Spot each line in the data below containing "drawer" and copy it.
<<<<
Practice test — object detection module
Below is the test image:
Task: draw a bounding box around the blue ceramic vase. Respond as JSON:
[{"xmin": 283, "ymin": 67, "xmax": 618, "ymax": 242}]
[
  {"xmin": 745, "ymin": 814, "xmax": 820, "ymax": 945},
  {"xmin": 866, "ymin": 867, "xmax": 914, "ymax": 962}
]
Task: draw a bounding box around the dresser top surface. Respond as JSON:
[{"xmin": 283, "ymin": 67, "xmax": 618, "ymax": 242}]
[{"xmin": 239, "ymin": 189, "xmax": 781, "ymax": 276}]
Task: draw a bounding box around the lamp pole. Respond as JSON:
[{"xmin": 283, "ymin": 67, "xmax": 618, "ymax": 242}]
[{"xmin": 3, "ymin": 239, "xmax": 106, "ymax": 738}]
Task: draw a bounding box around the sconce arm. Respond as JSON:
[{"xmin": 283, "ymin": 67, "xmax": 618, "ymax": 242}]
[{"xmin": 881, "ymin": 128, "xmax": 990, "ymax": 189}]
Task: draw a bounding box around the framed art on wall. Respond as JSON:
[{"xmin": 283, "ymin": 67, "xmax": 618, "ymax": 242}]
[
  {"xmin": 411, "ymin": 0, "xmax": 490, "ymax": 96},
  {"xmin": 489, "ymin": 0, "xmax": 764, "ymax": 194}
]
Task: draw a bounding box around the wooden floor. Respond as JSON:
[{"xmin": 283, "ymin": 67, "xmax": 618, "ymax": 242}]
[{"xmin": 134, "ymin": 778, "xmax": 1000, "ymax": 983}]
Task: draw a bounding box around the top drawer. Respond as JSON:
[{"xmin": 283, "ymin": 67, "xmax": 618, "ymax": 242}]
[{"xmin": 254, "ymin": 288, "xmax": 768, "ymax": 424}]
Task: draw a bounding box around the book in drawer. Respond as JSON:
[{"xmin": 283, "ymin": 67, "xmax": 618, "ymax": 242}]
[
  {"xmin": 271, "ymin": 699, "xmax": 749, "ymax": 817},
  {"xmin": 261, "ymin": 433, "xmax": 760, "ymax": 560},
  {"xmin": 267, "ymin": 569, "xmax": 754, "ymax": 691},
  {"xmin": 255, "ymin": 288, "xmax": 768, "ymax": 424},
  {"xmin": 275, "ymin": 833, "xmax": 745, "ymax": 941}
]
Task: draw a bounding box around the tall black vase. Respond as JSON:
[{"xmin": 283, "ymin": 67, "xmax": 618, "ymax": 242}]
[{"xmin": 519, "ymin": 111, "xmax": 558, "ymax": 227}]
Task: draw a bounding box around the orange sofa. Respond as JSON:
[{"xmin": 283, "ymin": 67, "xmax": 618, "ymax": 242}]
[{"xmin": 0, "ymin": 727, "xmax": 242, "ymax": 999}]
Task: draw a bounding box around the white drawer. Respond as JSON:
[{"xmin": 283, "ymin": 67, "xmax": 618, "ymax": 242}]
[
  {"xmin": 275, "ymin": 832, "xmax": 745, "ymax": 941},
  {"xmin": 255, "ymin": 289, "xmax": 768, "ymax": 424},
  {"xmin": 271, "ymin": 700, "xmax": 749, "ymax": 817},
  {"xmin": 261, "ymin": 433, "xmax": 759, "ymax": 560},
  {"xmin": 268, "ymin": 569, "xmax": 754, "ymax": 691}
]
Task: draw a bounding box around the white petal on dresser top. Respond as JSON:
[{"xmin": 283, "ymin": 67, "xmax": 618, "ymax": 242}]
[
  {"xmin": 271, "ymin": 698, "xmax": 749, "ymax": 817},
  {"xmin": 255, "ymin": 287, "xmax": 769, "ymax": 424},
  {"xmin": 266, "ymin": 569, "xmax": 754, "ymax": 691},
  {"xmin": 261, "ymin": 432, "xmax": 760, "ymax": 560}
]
>>>>
Your response >>
Task: draw a bounding box around the top drawer. Respond as JSON:
Task: draw a bounding box around the book in drawer. Respond as JSON:
Task: draw a bounding box around the white drawer. Respond as JSON:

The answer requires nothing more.